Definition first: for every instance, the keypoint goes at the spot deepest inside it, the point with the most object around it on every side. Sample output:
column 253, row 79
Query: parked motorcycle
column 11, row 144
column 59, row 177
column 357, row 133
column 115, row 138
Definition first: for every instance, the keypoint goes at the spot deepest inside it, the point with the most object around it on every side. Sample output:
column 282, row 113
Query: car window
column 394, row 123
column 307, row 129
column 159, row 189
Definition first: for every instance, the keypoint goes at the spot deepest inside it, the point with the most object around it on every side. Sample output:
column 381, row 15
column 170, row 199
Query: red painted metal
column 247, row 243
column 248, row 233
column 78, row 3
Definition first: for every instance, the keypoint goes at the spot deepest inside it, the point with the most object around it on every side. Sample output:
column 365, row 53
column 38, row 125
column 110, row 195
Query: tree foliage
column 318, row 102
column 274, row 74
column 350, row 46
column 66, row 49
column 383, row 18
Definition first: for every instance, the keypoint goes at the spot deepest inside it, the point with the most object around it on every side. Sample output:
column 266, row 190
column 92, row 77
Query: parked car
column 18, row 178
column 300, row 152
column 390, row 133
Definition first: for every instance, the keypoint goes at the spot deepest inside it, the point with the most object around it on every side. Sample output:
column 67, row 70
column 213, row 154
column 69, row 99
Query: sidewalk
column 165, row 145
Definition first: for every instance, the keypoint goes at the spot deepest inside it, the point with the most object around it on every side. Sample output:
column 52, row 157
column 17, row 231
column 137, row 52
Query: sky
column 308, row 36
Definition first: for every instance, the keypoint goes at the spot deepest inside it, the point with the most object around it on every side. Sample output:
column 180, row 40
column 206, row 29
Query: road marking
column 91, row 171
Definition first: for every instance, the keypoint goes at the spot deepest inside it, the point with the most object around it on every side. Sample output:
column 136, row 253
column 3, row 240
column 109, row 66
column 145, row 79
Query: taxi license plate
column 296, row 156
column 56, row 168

### EXERCISE DIRECTIONS
Quote all of the records above verbatim, line for line.

### TASK SOLUTION
Definition first: for every instance, the keypoint goes at the spot deepest inside it, the point with the most object around it on every side. Sample output:
column 253, row 79
Query: parked motorcycle
column 11, row 144
column 59, row 177
column 357, row 133
column 115, row 138
Definition first: for every instance, the keypoint goes at the spot deepest inside it, the point with the most object around it on every side. Sample output:
column 282, row 113
Query: car window
column 394, row 123
column 307, row 129
column 159, row 189
Definition first: for every instance, the keypoint goes at the spot deepest inside it, the point with the most object around it on every side. Sample output:
column 381, row 15
column 170, row 199
Query: red painted metal
column 247, row 243
column 248, row 233
column 78, row 3
Definition first: for every instance, the keypoint goes at the spot deepest inside it, the point with the most object around it on every side. Sample output:
column 365, row 53
column 38, row 125
column 110, row 195
Query: tree foliage
column 318, row 102
column 274, row 74
column 350, row 46
column 66, row 49
column 383, row 18
Definition first: for every instance, the keypoint goes at the spot deepest inside it, the point with the most object around it on every side. Sample output:
column 266, row 190
column 92, row 77
Query: parked car
column 18, row 178
column 300, row 152
column 390, row 133
Definition first: for every instance, the keypoint goes at the spot deepest inside it, the point with the most object around it on every side. Sample output:
column 67, row 70
column 213, row 154
column 69, row 99
Query: sidewalk
column 165, row 145
Definition first: for every instance, the keypoint goes at the spot deepest inside it, the point with the most object around it on every side. Sample output:
column 52, row 157
column 17, row 231
column 137, row 52
Query: sky
column 308, row 36
Definition first: for every instance, the keypoint goes at the spot deepest inside it, the point with the most object around it on every side. Sample output:
column 180, row 40
column 206, row 29
Query: road marking
column 91, row 171
Definition first: for every instance, the keypoint goes at the spot deepest inside it, the point with the most object around it on every side. Sample output:
column 136, row 253
column 3, row 240
column 109, row 66
column 145, row 79
Query: taxi license plate
column 296, row 156
column 56, row 168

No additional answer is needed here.